----- Exercise materials -----

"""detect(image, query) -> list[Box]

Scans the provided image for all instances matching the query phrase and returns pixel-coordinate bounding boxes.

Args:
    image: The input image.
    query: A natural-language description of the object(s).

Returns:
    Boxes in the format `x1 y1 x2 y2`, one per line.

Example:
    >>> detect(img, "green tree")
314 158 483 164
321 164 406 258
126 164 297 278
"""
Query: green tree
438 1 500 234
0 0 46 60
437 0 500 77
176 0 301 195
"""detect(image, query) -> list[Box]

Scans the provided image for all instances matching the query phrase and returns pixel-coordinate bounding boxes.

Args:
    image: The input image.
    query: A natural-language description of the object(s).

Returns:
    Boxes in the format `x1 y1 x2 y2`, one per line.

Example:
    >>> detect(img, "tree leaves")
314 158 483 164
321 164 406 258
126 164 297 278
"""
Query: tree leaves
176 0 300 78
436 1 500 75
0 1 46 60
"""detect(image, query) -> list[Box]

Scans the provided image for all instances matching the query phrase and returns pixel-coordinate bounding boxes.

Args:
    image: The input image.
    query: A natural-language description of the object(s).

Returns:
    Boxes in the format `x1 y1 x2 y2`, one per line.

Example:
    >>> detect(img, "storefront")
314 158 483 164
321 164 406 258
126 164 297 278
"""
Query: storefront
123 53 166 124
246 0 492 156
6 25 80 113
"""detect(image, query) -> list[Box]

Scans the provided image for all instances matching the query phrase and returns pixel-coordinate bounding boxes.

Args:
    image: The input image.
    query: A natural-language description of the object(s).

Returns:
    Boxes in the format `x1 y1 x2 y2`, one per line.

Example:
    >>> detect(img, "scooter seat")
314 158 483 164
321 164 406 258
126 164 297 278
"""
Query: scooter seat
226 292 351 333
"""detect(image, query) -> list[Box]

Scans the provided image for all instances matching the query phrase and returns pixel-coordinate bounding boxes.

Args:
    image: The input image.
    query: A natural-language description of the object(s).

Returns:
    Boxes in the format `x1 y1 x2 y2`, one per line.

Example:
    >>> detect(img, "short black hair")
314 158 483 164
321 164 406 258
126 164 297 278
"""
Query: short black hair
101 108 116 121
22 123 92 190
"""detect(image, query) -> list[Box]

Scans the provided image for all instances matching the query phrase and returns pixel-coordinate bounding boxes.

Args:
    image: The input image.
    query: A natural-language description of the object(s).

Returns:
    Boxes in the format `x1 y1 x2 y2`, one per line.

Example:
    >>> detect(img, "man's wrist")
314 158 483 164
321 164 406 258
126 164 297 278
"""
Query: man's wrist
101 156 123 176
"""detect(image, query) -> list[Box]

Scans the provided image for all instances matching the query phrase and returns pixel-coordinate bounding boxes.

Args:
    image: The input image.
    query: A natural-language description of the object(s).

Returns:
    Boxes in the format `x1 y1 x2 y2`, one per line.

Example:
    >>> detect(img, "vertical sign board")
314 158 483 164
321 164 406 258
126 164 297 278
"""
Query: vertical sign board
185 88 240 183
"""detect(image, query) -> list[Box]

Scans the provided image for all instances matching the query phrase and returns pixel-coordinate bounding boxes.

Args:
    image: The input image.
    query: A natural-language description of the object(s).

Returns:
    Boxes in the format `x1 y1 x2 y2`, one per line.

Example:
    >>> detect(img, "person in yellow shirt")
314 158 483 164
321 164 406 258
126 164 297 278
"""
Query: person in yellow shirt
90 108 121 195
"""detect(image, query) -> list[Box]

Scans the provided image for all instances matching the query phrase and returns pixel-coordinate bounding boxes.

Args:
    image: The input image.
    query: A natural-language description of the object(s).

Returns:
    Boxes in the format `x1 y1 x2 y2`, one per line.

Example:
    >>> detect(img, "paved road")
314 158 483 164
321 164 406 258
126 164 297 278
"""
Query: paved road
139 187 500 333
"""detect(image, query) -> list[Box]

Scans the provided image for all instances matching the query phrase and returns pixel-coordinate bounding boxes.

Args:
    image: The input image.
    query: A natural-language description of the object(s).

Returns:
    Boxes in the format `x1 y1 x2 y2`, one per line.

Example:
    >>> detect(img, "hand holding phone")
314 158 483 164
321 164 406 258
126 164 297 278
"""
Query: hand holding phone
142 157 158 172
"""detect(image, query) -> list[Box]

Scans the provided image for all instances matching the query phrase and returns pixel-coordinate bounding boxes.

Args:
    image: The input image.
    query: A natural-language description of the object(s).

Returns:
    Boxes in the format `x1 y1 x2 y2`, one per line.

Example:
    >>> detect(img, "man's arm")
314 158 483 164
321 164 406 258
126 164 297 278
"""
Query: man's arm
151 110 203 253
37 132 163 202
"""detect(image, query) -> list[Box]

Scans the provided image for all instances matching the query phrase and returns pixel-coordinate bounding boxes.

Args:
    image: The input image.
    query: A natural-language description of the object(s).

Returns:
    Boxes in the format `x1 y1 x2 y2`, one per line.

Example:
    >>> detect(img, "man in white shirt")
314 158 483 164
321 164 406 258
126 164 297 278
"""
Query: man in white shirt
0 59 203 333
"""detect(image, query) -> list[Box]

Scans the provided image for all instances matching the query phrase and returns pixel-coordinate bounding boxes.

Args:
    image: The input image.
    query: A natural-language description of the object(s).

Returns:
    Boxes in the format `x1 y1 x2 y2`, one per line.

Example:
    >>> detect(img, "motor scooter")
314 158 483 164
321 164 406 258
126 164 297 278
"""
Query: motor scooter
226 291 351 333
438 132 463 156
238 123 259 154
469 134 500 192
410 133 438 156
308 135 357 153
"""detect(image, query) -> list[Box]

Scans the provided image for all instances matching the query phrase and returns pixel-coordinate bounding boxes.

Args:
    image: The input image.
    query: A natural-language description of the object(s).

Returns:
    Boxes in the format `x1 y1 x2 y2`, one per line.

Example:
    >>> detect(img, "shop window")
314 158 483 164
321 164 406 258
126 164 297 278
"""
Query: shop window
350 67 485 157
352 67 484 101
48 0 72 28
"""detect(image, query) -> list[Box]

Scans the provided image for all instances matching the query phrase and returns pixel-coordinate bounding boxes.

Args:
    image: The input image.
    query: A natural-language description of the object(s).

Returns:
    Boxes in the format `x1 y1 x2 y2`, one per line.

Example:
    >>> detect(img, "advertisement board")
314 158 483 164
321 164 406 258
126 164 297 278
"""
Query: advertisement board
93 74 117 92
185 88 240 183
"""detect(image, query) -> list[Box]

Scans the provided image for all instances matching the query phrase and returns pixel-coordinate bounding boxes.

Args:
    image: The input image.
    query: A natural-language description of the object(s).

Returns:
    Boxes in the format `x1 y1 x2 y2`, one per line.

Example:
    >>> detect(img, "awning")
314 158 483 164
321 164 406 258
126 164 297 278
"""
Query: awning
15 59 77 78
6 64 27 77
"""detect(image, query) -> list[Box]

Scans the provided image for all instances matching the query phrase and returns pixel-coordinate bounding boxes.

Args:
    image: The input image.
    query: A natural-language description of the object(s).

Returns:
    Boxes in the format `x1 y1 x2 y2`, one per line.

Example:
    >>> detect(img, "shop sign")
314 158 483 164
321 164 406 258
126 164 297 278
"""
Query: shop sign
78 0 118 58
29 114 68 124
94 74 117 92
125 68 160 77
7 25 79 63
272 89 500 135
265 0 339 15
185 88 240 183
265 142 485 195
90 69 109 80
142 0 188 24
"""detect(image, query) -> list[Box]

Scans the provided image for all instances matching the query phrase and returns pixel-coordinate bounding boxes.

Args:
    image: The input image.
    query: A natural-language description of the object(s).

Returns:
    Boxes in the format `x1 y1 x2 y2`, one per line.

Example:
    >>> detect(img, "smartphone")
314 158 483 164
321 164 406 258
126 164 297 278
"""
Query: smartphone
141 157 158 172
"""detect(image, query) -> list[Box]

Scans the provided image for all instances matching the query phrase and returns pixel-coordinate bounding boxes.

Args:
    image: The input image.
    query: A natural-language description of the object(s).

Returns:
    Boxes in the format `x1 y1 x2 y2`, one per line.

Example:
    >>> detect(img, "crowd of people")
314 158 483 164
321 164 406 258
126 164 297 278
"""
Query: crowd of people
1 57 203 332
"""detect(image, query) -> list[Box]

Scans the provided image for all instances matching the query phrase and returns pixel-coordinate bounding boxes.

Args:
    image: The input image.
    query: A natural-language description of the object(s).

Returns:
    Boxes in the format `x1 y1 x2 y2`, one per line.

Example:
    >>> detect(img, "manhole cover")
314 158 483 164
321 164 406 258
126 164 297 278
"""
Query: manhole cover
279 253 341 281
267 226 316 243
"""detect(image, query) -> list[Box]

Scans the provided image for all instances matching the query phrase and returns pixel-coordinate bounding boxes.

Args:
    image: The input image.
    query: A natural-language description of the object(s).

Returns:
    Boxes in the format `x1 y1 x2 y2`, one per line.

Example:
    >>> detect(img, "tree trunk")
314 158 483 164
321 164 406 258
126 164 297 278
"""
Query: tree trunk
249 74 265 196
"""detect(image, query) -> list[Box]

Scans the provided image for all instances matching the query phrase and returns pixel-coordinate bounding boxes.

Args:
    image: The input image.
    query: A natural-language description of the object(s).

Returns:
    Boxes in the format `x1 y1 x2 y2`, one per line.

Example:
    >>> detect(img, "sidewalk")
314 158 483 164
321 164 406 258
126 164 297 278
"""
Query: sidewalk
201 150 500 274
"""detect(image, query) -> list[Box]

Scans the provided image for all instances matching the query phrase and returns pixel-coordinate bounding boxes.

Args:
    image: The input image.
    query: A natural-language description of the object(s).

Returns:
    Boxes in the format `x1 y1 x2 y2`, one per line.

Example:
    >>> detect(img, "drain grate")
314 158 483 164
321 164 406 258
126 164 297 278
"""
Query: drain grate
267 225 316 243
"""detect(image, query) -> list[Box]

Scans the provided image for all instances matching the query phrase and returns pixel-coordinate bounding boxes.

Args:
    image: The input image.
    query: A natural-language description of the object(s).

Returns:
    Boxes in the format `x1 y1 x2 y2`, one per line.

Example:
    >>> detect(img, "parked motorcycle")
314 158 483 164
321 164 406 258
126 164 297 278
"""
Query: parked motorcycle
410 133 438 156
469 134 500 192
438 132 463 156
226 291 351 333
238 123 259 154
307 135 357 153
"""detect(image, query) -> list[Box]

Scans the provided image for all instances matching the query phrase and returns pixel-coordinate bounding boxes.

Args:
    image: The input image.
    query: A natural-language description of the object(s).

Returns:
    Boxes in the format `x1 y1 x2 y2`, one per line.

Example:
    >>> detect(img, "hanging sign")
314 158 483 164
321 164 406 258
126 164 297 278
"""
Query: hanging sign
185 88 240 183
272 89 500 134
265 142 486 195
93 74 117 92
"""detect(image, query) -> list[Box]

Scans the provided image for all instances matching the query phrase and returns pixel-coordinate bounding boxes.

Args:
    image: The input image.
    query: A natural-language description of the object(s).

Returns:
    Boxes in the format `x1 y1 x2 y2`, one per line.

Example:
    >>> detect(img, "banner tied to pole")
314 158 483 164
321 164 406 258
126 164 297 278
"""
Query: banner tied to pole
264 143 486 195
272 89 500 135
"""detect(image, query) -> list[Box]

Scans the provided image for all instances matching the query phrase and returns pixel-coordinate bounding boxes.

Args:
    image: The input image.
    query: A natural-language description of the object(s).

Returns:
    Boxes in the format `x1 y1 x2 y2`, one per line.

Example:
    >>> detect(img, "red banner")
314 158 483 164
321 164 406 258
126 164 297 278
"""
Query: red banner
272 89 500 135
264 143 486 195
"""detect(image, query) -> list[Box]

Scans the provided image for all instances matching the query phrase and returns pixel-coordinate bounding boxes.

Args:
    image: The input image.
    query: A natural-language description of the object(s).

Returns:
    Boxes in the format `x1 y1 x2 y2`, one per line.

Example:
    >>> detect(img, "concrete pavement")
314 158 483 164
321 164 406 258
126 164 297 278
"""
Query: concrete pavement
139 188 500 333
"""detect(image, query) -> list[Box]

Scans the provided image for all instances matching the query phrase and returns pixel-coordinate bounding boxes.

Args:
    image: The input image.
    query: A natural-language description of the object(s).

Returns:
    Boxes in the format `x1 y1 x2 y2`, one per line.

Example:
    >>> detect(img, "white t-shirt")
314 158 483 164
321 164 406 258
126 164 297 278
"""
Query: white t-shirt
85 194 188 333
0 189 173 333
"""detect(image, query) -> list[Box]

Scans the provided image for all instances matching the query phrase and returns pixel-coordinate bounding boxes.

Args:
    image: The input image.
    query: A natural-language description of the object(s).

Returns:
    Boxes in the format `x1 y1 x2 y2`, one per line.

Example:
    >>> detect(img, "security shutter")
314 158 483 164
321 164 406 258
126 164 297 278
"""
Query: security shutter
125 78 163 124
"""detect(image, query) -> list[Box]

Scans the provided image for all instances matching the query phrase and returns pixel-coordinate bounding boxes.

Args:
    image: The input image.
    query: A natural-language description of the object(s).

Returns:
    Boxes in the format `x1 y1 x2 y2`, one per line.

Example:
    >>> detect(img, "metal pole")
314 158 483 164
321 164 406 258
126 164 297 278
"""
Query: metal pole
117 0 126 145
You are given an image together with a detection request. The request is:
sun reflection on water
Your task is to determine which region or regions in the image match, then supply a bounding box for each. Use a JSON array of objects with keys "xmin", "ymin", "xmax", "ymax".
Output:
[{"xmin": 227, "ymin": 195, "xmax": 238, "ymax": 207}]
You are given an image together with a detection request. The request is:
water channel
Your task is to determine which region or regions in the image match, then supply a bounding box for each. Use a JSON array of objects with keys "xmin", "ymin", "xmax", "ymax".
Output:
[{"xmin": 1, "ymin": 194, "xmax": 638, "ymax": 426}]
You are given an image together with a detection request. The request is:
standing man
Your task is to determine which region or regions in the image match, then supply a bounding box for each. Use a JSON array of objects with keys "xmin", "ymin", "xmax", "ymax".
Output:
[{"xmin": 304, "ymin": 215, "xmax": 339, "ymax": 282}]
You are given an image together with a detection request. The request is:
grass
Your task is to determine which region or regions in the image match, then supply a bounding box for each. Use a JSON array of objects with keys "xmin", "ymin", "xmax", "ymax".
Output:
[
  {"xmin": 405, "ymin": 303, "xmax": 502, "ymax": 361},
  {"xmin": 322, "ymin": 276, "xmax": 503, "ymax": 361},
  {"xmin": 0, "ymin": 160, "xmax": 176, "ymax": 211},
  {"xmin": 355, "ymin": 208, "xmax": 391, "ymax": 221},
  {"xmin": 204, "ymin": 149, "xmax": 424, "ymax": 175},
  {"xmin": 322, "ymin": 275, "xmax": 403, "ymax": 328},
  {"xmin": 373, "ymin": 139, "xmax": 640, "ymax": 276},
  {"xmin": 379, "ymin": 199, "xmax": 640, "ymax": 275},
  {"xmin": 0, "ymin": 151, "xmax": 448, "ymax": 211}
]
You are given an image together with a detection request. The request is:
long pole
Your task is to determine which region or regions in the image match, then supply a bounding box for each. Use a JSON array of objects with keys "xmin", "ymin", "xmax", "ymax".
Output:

-----

Exercise details
Report back every line of the entries in which "water" occurs.

Written solution
sun reflection on water
water channel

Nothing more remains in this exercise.